Instructions for the task: Write out every line of the listing below again, requests included, but shift each x and y coordinate in the answers by -92. Keep the numbers in the requests as they are, and leave out the pictures.

[Point annotations for photos]
● ● ●

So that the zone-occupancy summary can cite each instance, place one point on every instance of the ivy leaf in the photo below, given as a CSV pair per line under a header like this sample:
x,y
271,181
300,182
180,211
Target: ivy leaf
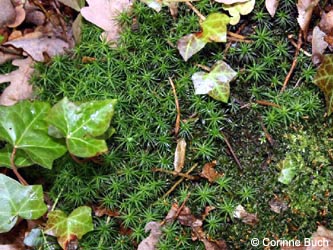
x,y
17,200
216,82
68,228
81,124
324,80
24,129
289,167
215,27
237,9
190,45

● ● ●

Response to the exercise:
So that the zone-occupancy summary can cite each instance, place one point on every instance of the ivy leaf in the photo below, given as a CSV pair per line under a header like this sample:
x,y
271,181
300,182
180,211
Target: ivy leaf
x,y
-75,108
124,-10
-24,136
-11,32
232,-12
-68,37
197,75
123,-65
145,-83
98,-47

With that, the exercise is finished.